● Task objective
Rescale the lines from the one holding "You are given a photograph. Could you point to the brick" through the end of the records, inclusive. Reproduce them in full with the requests unchanged, but multiply each coordinate in the answers by 0.5 and round to the nearest whole number, with halves rounding up.

● Extracted entries

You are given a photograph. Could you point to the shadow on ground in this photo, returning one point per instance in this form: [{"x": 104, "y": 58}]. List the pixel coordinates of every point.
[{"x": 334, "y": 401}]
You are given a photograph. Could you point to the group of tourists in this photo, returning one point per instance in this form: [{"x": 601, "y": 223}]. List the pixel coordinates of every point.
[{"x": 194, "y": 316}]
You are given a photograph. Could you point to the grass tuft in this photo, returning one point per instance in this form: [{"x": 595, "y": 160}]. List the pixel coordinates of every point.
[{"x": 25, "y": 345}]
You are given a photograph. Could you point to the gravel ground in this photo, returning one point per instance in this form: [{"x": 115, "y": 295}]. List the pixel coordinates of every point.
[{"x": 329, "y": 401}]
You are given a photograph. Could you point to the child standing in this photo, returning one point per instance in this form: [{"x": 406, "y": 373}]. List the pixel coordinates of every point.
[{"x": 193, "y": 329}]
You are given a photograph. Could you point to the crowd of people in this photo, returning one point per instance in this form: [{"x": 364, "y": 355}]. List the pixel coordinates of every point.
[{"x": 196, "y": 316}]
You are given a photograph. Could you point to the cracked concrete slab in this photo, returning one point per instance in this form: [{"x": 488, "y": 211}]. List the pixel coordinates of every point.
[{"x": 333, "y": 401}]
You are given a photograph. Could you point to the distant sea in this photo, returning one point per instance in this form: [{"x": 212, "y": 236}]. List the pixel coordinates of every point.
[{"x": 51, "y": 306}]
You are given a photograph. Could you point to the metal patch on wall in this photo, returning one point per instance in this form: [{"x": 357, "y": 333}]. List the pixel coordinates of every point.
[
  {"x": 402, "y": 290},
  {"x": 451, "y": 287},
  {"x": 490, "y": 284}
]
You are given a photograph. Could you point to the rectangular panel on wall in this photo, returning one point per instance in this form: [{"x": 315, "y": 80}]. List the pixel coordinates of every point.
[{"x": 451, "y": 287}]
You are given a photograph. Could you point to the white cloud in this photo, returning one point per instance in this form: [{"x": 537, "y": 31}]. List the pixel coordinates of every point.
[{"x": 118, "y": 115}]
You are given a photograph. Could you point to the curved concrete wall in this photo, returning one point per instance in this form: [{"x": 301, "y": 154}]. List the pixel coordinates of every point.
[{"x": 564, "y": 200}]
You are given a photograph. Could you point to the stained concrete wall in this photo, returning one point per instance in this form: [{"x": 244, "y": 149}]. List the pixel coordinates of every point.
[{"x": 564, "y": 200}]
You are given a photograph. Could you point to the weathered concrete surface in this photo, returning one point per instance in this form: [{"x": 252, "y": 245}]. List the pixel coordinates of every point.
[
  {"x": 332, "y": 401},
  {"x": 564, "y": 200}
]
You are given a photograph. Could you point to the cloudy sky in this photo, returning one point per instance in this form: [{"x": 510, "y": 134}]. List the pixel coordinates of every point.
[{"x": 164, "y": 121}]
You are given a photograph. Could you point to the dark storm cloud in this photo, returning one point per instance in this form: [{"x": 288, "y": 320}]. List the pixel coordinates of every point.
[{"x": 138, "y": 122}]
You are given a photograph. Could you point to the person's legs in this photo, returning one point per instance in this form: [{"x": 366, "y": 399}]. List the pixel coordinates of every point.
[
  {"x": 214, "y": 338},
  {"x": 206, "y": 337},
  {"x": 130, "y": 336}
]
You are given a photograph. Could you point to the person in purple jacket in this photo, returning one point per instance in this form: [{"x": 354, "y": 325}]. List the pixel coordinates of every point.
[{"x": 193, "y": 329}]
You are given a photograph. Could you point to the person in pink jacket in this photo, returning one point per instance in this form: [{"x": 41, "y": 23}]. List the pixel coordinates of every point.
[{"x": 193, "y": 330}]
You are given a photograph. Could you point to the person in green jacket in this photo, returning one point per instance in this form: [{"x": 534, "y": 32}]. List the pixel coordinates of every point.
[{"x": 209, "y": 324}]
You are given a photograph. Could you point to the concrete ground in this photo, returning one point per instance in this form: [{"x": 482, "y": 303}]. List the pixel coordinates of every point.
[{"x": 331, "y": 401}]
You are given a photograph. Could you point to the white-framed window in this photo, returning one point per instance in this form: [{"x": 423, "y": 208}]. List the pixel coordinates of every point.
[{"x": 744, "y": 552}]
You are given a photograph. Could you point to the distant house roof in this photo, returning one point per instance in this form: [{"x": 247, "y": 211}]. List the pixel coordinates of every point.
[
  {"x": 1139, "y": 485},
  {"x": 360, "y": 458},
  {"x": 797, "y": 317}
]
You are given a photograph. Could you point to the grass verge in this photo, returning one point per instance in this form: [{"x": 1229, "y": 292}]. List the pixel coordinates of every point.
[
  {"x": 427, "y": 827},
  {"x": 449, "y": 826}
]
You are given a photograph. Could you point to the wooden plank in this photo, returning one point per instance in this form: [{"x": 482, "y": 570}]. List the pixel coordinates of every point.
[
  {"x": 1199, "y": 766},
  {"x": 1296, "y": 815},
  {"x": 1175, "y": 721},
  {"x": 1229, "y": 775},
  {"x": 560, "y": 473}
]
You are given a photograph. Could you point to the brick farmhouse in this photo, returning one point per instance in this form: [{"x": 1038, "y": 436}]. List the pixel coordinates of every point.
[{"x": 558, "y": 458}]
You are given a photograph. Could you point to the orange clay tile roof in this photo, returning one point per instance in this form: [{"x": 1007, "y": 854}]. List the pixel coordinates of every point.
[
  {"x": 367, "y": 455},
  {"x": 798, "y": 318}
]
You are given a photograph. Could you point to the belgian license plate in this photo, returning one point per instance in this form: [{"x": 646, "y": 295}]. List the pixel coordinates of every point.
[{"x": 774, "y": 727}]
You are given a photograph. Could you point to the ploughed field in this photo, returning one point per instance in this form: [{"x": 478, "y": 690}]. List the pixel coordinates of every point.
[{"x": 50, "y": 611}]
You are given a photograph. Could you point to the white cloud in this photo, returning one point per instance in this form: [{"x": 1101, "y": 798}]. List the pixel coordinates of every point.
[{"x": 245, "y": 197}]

● Reply
You are given a photograph. Could you point to the brick farmhouse in this photo, returning one point per instance in this form: [{"x": 1038, "y": 436}]. List the pixel coordinates of every point.
[{"x": 279, "y": 229}]
You are given a photograph. Could you point to the orange clay tile roof in this photo, returning one point per instance in this form: [{"x": 1007, "y": 854}]. List the pixel coordinates of every point.
[
  {"x": 184, "y": 228},
  {"x": 399, "y": 159}
]
You are given a photograph. Could you point to the belgian license plate in this photo, returning one point per instance in this form: [{"x": 646, "y": 295}]. List the pixel coordinates of every point.
[{"x": 387, "y": 364}]
You are given a photograph. Could you point to the ploughed field in this photo, returning one point per instance in this form: [{"x": 478, "y": 690}]. List the pixel coordinates of every point.
[{"x": 25, "y": 306}]
You are given a photograph. Could you point to the white cloud in this photo, returning one point per instance in this form: [{"x": 1101, "y": 798}]. List the pixel coordinates of every point.
[{"x": 123, "y": 99}]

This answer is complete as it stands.